## What you should do
Take the line that contains "pin: the gnarled" as the first and the last line of the material as the final one; set down exactly the lines in that span.

## Entries shown
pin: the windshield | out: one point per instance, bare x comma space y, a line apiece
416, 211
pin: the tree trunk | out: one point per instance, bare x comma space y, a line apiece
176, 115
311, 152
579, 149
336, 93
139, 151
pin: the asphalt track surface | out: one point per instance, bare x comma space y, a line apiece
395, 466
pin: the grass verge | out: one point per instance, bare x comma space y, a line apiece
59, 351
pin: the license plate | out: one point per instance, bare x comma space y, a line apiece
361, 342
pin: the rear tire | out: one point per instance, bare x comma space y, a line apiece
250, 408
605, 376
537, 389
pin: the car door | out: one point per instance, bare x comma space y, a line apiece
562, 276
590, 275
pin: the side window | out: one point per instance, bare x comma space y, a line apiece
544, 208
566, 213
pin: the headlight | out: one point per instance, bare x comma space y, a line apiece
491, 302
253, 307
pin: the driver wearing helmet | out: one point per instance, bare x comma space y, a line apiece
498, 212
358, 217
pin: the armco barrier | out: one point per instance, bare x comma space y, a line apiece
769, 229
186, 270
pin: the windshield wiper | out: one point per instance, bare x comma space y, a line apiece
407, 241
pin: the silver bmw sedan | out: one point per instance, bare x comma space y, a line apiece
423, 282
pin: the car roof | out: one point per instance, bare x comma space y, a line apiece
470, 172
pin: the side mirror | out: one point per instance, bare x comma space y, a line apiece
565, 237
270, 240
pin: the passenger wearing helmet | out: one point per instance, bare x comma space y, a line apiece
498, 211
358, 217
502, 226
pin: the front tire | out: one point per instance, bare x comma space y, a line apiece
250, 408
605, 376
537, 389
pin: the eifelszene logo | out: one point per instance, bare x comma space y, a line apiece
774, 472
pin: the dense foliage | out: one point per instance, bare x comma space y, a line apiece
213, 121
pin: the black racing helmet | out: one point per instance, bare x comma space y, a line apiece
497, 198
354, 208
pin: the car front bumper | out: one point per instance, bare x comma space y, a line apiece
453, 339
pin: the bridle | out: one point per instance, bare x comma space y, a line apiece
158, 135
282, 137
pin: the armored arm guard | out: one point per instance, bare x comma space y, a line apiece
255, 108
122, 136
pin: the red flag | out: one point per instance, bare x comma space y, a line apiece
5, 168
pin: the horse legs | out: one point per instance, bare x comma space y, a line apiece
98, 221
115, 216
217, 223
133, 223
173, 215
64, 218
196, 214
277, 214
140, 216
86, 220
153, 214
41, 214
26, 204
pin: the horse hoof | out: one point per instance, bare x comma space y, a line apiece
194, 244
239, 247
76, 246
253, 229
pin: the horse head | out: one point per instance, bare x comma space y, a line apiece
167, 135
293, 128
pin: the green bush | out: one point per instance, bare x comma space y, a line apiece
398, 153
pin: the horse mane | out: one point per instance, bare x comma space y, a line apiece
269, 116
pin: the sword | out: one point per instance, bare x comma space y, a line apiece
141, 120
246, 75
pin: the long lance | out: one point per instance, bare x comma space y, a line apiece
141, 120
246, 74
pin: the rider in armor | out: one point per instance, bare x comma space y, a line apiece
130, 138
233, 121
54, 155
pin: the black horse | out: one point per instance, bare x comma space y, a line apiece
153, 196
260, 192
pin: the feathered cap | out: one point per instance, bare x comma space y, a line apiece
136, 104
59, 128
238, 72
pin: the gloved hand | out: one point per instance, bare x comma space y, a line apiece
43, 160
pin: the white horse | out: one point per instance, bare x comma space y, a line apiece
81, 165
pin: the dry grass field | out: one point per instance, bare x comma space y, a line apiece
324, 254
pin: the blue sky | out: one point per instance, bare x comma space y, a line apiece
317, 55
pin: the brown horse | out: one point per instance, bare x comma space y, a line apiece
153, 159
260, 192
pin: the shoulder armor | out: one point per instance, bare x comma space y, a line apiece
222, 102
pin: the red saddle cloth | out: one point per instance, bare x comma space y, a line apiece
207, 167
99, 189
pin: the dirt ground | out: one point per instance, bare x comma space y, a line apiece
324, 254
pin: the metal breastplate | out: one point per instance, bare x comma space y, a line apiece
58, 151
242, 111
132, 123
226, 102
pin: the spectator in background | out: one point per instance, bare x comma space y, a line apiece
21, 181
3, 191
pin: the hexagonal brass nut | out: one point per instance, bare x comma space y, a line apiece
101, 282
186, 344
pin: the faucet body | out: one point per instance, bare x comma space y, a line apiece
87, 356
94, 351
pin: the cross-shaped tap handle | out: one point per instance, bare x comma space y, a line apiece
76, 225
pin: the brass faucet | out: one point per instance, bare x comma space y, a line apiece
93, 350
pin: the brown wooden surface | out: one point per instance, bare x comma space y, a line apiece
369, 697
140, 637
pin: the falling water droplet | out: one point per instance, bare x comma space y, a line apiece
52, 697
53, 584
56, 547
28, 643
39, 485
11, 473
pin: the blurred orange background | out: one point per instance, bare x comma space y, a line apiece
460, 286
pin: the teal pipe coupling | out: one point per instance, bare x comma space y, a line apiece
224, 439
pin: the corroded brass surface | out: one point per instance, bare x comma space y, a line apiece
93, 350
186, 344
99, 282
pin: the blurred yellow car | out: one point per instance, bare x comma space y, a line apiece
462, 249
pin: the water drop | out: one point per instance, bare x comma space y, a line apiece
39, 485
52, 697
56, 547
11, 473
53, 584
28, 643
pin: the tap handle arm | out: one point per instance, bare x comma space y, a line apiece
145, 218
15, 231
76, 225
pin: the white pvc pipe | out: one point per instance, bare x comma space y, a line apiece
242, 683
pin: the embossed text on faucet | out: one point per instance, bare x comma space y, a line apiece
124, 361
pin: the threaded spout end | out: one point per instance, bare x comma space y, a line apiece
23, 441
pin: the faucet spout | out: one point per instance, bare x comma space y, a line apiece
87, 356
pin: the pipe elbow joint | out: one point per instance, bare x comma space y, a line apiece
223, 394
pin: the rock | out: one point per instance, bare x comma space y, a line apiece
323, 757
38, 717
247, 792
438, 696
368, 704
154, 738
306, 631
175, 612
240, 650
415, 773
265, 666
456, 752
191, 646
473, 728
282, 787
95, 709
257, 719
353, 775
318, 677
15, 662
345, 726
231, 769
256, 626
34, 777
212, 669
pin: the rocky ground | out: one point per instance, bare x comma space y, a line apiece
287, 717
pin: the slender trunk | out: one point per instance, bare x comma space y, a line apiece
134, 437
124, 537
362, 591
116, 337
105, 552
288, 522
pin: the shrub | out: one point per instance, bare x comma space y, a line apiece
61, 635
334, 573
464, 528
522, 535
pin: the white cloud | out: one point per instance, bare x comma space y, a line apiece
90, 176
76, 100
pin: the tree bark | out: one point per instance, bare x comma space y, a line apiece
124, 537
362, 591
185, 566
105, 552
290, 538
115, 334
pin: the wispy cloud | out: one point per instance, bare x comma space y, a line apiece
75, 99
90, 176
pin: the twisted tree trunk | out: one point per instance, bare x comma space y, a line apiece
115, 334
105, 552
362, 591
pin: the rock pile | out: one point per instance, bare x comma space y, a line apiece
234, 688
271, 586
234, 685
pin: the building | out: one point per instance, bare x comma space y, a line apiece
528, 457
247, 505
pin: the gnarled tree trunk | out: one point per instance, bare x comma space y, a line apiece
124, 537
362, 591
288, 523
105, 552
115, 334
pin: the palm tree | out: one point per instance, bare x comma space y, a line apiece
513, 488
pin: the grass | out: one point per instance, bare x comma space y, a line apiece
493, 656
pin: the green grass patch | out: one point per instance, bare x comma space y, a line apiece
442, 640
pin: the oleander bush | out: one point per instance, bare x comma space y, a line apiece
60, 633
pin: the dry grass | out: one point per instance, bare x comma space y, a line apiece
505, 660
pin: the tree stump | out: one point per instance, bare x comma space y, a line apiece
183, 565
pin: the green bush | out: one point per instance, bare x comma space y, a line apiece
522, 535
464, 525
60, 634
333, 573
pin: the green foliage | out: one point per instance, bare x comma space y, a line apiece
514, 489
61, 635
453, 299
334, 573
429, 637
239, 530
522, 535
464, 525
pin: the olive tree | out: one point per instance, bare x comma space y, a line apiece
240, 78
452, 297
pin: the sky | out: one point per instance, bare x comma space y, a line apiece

## Exercise answer
pin: the gnarled tree trunk | out: one point per instance, bare x comma space y, a line apiece
124, 537
362, 591
288, 523
105, 552
115, 334
pin: the palm tree | out: one point per instance, bare x comma space y, a line apiece
513, 488
pin: the grass | out: one point per instance, bare x comma space y, a line apiece
493, 656
pin: the green grass patch | out: one point per instance, bare x comma space y, a line apiece
442, 640
pin: the oleander bush | out: one point per instance, bare x comma space y, a line apiece
60, 633
pin: the dry grass | out: one point per instance, bare x comma space y, a line apiece
505, 660
pin: the tree stump | out: one point per instance, bare x comma space y, a line apiece
183, 565
pin: the green bush | out: one point per instance, bare x comma space y, a line apiece
522, 535
464, 525
60, 634
333, 573
pin: the green foliage | out: one point per instance, bare x comma space y, a line apiece
514, 489
61, 635
453, 299
334, 573
429, 637
239, 530
522, 535
464, 525
pin: the olive tree | out: one point per instance, bare x comma space y, a line apiece
240, 78
452, 297
pin: the sky | out: one point per instance, bare x comma space y, a line apiece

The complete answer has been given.